··· Brano di partenza ···

In realtà chi era privo di fantasia ero io e non “loro”. Sono loro
che hanno cambiato il mondo, che dietro quegli X > (2-a) hanno saputo
trovare il modo con cui “obbligarci” a doverci confrontare ogni giorno con la
loro logica binaria maneggiando gli strumenti con cui le loro invenzioni hanno
riempito il nostro quotidiano.
E chi se frega poi se questo ha fatto alzare alle stelle lo stress
da lavoro correlato e le malattie connesse, se le loro invenzioni stanno
sostituendo gli uomini dai posti di lavoro, se la logica del risultato ad ogni
costo è penetrata in maniera cancerogena in ogni ambito delle relazioni umane,
se i gingilli figli delle loro f(x) hanno “aumentato” le nostre facoltà
dematerializzando e destrutturando i rapporti tra le persone di ogni età, sesso
e censo, distribuendo indiscriminatamente a tutti poteri extrasensoriali che
non avevano neanche gli dei dell’Olimpo e che stanno trasformando tutti gli
adolescenti in degli analfabeti emotivi?

··· Dati da esaminare ···

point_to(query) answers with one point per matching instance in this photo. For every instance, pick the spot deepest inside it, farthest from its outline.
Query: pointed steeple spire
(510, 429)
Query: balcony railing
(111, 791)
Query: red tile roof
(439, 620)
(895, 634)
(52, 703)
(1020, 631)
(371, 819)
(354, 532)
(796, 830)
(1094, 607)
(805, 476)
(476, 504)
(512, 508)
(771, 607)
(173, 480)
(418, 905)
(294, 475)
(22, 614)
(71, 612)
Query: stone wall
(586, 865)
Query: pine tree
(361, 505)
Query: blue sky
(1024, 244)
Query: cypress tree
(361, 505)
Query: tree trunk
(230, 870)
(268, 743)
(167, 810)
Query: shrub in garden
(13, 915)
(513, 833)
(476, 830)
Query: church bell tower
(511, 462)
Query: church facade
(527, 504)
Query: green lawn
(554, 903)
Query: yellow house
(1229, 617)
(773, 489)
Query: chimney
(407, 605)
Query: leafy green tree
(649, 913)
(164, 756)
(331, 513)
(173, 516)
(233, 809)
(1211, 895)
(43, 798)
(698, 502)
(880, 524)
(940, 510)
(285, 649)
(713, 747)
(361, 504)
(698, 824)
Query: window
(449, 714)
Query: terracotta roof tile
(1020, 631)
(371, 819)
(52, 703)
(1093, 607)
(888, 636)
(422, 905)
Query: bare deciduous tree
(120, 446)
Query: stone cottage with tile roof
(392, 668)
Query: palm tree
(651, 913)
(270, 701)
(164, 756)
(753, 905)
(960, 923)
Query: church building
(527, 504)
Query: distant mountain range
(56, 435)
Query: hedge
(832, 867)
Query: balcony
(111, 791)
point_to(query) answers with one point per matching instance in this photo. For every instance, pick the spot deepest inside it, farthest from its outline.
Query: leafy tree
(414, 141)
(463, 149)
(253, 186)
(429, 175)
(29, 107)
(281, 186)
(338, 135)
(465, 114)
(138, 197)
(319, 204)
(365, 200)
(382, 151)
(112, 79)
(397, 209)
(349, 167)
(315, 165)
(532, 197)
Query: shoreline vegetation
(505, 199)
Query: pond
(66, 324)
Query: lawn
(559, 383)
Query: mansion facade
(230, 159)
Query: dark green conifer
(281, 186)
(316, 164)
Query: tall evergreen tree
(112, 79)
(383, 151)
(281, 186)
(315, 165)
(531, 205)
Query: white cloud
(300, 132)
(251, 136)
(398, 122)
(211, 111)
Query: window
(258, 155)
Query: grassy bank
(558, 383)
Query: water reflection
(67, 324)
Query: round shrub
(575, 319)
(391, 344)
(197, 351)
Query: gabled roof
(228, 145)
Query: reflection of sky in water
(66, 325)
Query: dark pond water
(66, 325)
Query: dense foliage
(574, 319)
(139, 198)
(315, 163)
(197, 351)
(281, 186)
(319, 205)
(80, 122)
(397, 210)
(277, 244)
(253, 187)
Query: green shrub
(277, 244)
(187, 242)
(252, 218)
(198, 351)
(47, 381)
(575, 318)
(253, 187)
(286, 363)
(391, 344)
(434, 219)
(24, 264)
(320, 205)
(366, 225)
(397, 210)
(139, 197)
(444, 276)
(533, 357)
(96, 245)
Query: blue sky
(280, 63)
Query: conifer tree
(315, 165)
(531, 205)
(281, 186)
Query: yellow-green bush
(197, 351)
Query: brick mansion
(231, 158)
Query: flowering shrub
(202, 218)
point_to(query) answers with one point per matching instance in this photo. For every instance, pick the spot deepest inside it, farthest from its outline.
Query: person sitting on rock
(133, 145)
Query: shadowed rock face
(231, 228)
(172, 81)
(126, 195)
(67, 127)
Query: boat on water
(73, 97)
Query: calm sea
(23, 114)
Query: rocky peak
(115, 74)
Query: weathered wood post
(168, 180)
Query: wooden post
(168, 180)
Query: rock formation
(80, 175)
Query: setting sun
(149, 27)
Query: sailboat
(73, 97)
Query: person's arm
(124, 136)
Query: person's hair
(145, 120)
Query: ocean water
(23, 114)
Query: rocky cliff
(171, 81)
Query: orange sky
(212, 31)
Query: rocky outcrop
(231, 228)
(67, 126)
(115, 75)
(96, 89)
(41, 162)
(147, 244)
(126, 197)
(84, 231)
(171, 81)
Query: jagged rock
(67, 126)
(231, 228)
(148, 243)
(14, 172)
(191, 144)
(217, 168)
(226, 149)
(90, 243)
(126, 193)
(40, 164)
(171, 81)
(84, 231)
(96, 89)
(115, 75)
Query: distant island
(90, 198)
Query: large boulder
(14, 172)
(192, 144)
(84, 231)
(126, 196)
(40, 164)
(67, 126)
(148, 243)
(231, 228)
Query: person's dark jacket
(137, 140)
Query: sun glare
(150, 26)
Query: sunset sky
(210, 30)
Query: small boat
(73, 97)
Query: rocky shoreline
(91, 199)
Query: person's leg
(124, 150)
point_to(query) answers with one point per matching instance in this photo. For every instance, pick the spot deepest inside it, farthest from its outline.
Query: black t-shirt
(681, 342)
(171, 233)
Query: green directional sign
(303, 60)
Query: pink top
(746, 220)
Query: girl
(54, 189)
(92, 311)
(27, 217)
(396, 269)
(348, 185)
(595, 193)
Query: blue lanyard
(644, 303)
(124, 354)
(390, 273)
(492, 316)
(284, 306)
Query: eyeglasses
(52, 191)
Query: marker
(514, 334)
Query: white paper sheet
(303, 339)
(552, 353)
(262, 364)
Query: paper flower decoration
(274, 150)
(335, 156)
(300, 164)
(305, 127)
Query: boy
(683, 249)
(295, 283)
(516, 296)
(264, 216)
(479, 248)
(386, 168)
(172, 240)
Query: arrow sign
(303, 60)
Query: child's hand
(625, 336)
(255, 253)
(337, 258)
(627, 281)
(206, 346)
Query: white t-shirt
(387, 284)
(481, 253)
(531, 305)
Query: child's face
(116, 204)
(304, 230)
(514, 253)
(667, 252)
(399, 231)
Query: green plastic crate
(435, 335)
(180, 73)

···

Esercizi da svolgere »
1) Riproduci fedelmente il passo del brano sulla logica binaria che va da "In realtà chi" fino a "il nostro quotidiano." compreso.
2) Secondo il brano sulla logica binaria, in che cosa stanno trasformando tutti gli adolescenti i poteri extrasensoriali?
3) Prosegui il brano sulla logica binaria dal punto in cui si ferma.

Risposte scritte »
1)
In realtà chi era privo di fantasia ero io e non “loro”. Sono loro
che hanno cambiato il mondo, che dietro quegli X > (2-a) hanno saputo
trovare il modo con cui “obbligarci” a doverci confrontare ogni giorno con la
loro logica binaria maneggiando gli strumenti con cui le loro invenzioni hanno
riempito il nostro quotidiano.

2) In degli analfabeti emotivi.

3)
“Loro” cosa rispondono? Rispondono gelidamente e senza empatia, più
o meno come facevano a scuola quando erano i primi della classe, guardandoti
come si può guardare un “minus” e con l’aggravante anche di essere pigro e con
poca voglia di studiare: “E cosa c’entriamo noi con tutto questo? E’ colpa dell’uomo
che usa male le cose che abbiamo inventato. Siete voi che non volete studiare,
che siete troppo emotivi, che utilizzate le nostre invenzioni in modo
irrazionale.”
Hanno ragione anche adesso, come ce l’avevano allora. E’ l’uomo a essere
fragile. Irrimediabilmente fragile. Disfunzionalmente fragile. Come me.
Meglio le macchine.
Appunto.
Ma i matematici non sono forse uomini anche loro? Oppure hanno
delle funzioni cerebrali che provengono da un’altra specie, come ho spesso
pensato durante gli anni della scuola, quando proprio non riuscivo a capire perché
il loro cervello sembrava programmato nel risolvere integrali e studi di
funzione come lo era il mio quando si trattava di mangiare perché avevo fame.
Un giorno domandai a uno di questi “superdotati” se non considerasse
paradossale il tipo di risposta che davano quando qualcuno osava mettere in
discussione l’utilità delle loro scoperte, ovvero che la colpa è dell’irrazionalità
e della fragilità dell’uomo se poi i social media diventano il sottobosco della
specie. La risposta fu come sempre risolutiva, senza possibilità di repliche: “Me
lo domandi perché non conosci la materia, la matematica è piena di paradossi;
ti basta andare su wikipedia e ne troverai almeno 24.”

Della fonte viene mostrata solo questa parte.